• [Stated problem 1]: Copy out the stretch of the records below from the line containing "the window pane" through the line containing "x=368 y=184", including both of those lines.

• [Quoted text]:
────────────────────

Teaching

Teaching philosophy

“Comprehend, Interrogate, Empower, Act, Reflect, Repeat”

 

BUILDING UPON AND ADDING TO GLOBAL KNOWLEDGE

Contemporary civilization owes its successes to consistent, though punctuated, accumulation and application of knowledge across generations. Scientific, technological and social progress is built on shoulders of both giants and ordinary people, and the future success of humanity will be determined by our generation’s ability to understand and comprehend that knowledge, interrogate and develop it, apply it and reflexively improve upon it. It is thus the crucial job of the educator to gather, synthesize, augment and convey knowledge to the next generation. Technion students should emerge from their education, not only with technical know-how and disciplinary expertise, but with a rich understanding of the complexities of human society and the mechanisms by which it develops and improves. In this way, the Technion, its faculty and its students, can contribute to and benefit from the ever-growing canon of human knowledge. My students learn to bring this knowledge into the realm of environmental research and problem solving to address the environmental challenges that threaten humanity’s current and future well-being.

 

TEACHING FOR ALL SHAPES AND SIZES

My students emerge from my courses with a solid foundation of knowledge with which to understand and critically evaluate the drivers of the major environmental challenges of our generation. They are empowered with the skills and the confidence to apply their innate and acquired professional and intellectual talents in order to address those challenges.

────────────────────

• [Stated problem 2]: Pick up the teaching philosophy text above after its last sentence and keep writing it.

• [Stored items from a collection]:
────────────────────

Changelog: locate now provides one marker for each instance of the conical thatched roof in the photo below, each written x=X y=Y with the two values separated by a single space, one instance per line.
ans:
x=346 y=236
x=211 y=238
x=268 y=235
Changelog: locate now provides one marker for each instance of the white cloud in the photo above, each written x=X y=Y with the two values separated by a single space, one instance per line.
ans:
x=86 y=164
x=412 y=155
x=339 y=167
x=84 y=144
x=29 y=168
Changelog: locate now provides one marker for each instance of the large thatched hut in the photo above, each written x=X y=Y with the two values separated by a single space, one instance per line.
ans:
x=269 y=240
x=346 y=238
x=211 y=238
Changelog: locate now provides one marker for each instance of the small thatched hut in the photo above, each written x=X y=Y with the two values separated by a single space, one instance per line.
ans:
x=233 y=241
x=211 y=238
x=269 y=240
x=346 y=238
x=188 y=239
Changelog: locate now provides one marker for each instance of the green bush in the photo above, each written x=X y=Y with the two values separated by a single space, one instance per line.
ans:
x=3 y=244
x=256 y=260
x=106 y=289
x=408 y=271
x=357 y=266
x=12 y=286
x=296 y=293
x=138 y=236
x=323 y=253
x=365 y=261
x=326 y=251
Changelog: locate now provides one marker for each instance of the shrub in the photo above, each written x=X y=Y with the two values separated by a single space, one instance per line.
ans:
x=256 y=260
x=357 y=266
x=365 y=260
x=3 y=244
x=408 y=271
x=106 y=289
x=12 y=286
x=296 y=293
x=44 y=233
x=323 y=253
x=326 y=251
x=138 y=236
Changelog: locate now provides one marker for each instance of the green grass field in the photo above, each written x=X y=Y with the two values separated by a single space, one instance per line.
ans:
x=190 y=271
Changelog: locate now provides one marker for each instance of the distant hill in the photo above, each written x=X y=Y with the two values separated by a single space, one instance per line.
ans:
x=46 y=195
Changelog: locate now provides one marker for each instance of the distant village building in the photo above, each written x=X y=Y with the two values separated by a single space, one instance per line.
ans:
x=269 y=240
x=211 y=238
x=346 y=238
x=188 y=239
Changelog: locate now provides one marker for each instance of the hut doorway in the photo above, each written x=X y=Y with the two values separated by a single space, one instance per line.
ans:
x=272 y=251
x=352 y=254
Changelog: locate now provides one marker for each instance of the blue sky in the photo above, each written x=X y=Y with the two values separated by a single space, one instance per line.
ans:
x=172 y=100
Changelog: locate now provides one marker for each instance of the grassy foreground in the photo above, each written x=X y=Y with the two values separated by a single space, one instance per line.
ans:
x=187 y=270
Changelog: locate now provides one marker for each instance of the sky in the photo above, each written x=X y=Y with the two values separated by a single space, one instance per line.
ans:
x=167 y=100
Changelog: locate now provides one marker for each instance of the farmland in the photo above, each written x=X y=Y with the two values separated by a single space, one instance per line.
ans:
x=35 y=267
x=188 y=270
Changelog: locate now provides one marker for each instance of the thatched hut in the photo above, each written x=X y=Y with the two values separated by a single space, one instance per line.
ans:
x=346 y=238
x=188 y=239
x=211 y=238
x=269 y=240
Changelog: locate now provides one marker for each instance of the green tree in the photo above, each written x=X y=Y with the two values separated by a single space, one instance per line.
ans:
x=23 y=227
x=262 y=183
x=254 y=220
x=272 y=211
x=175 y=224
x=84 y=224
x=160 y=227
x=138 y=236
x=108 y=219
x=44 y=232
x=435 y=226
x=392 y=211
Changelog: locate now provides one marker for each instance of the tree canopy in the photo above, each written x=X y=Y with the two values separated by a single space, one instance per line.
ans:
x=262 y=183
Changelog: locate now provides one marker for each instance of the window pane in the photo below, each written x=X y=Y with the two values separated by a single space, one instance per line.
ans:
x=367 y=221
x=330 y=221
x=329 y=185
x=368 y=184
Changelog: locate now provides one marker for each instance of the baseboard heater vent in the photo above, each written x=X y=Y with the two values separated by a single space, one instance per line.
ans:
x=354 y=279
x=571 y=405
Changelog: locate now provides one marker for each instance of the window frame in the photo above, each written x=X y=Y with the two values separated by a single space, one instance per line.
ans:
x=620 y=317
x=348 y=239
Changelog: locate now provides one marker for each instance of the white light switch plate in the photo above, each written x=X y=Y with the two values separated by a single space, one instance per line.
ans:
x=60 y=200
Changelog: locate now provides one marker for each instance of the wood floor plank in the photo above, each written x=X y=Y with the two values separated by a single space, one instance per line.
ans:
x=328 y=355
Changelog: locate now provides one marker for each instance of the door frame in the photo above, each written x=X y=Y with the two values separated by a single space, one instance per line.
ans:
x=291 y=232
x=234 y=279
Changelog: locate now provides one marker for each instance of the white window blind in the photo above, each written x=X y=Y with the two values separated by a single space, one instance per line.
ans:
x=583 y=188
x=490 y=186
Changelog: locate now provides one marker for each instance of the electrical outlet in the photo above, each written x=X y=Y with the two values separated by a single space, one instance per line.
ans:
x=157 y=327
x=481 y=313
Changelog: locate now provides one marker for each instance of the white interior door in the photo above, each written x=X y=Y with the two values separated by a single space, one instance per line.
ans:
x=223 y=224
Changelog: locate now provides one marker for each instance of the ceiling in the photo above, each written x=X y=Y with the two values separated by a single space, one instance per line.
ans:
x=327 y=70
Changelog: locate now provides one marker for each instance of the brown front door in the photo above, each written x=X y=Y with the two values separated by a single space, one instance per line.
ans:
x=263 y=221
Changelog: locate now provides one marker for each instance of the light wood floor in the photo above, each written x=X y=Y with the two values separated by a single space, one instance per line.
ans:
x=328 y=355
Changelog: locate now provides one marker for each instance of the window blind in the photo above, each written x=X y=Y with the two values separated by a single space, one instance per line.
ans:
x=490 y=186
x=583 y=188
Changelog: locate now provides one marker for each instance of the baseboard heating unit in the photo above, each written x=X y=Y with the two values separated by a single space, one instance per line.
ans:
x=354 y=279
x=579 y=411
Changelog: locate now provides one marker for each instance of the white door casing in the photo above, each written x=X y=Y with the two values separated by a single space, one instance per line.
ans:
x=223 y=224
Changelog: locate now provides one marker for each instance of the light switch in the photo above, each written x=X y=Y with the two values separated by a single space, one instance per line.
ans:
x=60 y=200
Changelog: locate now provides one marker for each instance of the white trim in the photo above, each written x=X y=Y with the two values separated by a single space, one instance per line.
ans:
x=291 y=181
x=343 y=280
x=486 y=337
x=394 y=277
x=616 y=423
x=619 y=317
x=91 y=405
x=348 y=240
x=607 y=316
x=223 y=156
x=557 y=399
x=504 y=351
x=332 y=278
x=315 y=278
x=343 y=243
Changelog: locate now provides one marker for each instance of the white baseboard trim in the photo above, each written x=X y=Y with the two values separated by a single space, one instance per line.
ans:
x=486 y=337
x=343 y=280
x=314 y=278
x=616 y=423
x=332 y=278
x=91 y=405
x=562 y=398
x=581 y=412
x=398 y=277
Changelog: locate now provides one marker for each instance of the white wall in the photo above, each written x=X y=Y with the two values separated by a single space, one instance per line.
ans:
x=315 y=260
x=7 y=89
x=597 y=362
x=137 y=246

────────────────────

• [Task result 1]:
Changelog: locate now provides one marker for each instance of the window pane in the photo below, each written x=X y=Y with the two values separated by a single space, one instance per line.
ans:
x=367 y=221
x=330 y=221
x=329 y=185
x=368 y=184

• [Task result 2]:
Socio-ecology teaches us that there are multiple forms of knowledge, and that all of them are necessary to address complex problems, such as those associated to environmental degradation. My students will learn to access and acquire multiple forms of knowledge, including those which are derived from textbooks and the academic literature, those that are stored in the cumulative experiences of professionals and practitioners, those that are reflected in the day-to-day lives of people, and those that the students themselves have accumulated through their own life experiences.

Working with a diversity of students, each with a unique learning style, requires the use of an equally diverse range of teaching approaches. We absorb knowledge in different ways – listening, seeing, speaking, feeling and experiencing. In order to activate the diversity of student minds to the diversity of knowledge sources, I employ a broad range of integrated teaching tools that require of the students to listen, see, speak and experience. We talk and listen, we debate and discuss, we sit and we walk.

 

DOING GOOD FOR THE ENVIRONMENT

Environmental degradation is a pre-eminently threatening, yet unintended, side effect of our contemporary wellbeing. If unchecked, it threatens to undo ~300,000 years of physical, cultural, and intellectual development. Addressing it (and we must address it) requires an understanding of both human and natural systems (interdisciplinarity) and requires critical evaluation and action. We,  as environmental educators, must hone our students’ skills to critically analyze our society and the scientific assumptions that produced our world as we know it and to instill passion and  concern within our students, to inspire them to apply their knowledge towards environmental solutions.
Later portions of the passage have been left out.